[[ Given data, beginning ]]

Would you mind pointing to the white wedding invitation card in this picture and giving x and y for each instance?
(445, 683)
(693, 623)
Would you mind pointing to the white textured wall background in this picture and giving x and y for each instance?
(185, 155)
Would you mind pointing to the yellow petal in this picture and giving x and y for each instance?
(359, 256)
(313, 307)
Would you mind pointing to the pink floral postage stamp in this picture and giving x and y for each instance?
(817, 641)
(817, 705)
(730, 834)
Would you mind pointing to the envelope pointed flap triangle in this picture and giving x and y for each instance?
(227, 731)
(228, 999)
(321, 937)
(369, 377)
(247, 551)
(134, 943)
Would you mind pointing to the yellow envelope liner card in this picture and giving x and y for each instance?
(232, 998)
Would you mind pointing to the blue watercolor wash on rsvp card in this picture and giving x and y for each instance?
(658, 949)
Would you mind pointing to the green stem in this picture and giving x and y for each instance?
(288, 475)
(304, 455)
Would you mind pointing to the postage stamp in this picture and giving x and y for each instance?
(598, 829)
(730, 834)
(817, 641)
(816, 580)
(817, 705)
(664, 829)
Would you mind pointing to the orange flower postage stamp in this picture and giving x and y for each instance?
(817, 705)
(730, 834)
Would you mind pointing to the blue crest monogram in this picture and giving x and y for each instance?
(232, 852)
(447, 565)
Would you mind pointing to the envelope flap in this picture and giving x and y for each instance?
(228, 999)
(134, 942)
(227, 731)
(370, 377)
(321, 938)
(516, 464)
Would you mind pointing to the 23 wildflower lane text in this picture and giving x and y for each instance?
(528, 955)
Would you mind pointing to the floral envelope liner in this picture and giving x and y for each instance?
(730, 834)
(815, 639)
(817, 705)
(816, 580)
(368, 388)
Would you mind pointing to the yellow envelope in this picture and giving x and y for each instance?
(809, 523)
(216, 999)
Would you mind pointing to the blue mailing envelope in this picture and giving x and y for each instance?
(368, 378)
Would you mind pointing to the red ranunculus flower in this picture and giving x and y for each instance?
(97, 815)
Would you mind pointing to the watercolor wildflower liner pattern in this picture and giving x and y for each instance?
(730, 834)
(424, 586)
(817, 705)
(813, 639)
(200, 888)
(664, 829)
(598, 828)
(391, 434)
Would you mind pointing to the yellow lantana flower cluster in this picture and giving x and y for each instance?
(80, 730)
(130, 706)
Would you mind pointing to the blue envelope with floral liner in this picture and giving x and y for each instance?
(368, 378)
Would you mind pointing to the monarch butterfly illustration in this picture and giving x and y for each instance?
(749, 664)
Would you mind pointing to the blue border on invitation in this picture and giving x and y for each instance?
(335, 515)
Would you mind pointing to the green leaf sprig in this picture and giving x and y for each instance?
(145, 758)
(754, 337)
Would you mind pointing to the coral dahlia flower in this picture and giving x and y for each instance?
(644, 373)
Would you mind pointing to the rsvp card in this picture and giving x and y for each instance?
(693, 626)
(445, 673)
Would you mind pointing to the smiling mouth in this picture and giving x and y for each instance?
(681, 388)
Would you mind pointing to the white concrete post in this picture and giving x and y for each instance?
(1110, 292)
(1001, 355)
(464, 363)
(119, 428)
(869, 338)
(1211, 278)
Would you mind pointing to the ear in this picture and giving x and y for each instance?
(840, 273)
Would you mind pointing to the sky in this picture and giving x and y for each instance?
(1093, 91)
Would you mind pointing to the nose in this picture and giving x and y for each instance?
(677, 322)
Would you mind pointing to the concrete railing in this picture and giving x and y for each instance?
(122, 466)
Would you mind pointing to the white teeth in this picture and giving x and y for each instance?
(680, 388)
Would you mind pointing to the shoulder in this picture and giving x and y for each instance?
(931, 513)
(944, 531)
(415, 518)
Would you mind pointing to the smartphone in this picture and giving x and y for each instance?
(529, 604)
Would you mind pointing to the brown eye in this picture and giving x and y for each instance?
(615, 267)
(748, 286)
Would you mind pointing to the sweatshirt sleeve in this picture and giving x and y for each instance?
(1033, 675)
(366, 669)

[[ Given data, end ]]

Directions for this task.
Write the data above out again in full, with every word as given.

Exercise solution.
Would you mind pointing to the white wedding invitation card in this picture and giving x and y for each instance?
(445, 683)
(693, 623)
Would you mind pointing to the white textured wall background in this picture and giving x and y for each instance?
(185, 155)
Would you mind pointing to the yellow petal in this picture and giving x and y for each instance?
(359, 256)
(313, 307)
Would you mind pointing to the pink floral postage stamp in this picture and giving x and y for each instance?
(817, 641)
(817, 705)
(730, 834)
Would you mind pointing to the envelope pointed flap triangle in this picture and giving x and y for each instance?
(227, 731)
(228, 999)
(321, 937)
(369, 377)
(247, 551)
(134, 943)
Would you mind pointing to the yellow envelope liner card in this picture and giving x and y for each instance?
(232, 998)
Would you mind pointing to the blue watercolor wash on rsvp card in this picture and giving x and y for each instance?
(658, 949)
Would you mind pointing to the green stem in this picture and giving x and y for each instance?
(288, 475)
(304, 455)
Would you mind pointing to the postage stamp in this picture and giving x and y for each instance?
(598, 829)
(730, 834)
(817, 641)
(816, 580)
(817, 705)
(664, 829)
Would you mind pointing to the orange flower postage stamp in this picture and giving x and y for each instance?
(817, 705)
(730, 834)
Would you mind pointing to the blue crest monogram in this picture and giving x and y for each instance?
(232, 852)
(447, 565)
Would you mind pointing to the envelope flap in this picture and giving x and y for each instance?
(228, 999)
(134, 942)
(227, 731)
(370, 377)
(321, 938)
(516, 464)
Would you mind pointing to the 23 wildflower lane text in this picture and giving x and y for each instance?
(528, 955)
Would you mind pointing to the floral envelope liner in this picture and giving x and y for each instance?
(730, 834)
(815, 639)
(817, 705)
(816, 580)
(368, 388)
Would you mind pointing to the yellow envelope in this picture and giving x and y for each instance?
(809, 523)
(216, 999)
Would you mind pointing to the blue mailing envelope in this picture and giving x and y for each instance?
(368, 378)
Would you mind pointing to the red ranunculus flower in this picture and giving x and y for each instance?
(97, 815)
Would you mind pointing to the watercolor wildflower liner pattern in this picture and giving x and y for each instance?
(730, 834)
(424, 586)
(817, 705)
(813, 639)
(200, 888)
(664, 829)
(598, 828)
(391, 434)
Would you mind pointing to the yellow lantana flower cluster in this picture and giving x and y for each instance?
(80, 730)
(130, 706)
Would you mind pointing to the blue envelope with floral liner in this picture and giving x and y for each instance?
(368, 378)
Would you mind pointing to the monarch butterfly illustration in this picture and giving x and y for each instance?
(749, 664)
Would you mind pointing to the blue border on invitation in this picture and giving x and y for each instance?
(335, 515)
Would you mind pointing to the green leaf sprig in this picture and giving x and y for each instance?
(145, 758)
(754, 337)
Would you mind pointing to the coral dahlia flower in this picture and giving x and y for each instance?
(644, 373)
Would you mind pointing to the rsvp card in this picture and giving x and y for each instance?
(693, 626)
(445, 673)
Would you mind pointing to the smiling mouth in this picture and giving x and y for each instance?
(681, 388)
Would you mind pointing to the white concrete post in this picture and giving x and y for each instance?
(1110, 292)
(1001, 355)
(464, 363)
(119, 428)
(869, 338)
(1211, 278)
Would you mind pointing to the ear in this picture and giving x and y for each instance?
(840, 273)
Would you mind pointing to the sky in this picture and giving x and y for each instance?
(1093, 91)
Would you mind pointing to the nose in this picture and giving x and y for each instance?
(677, 322)
Would you mind pointing to the concrete railing in this picture and giving x and y for each instance?
(122, 466)
Would you mind pointing to the white teeth in this picture and giving x and y for each instance?
(680, 388)
Would you mind pointing to the shoulder in this picture and giving x and y for each instance?
(931, 513)
(944, 531)
(415, 518)
Would you mind pointing to the smartphone in this picture and giving x and y for each instance?
(529, 604)
Would you mind pointing to the brown eye in this picture and giving x and y for each instance?
(615, 267)
(748, 286)
Would you mind pointing to the sweatshirt sleeve in this picture and giving x and y for each instance?
(1033, 675)
(366, 669)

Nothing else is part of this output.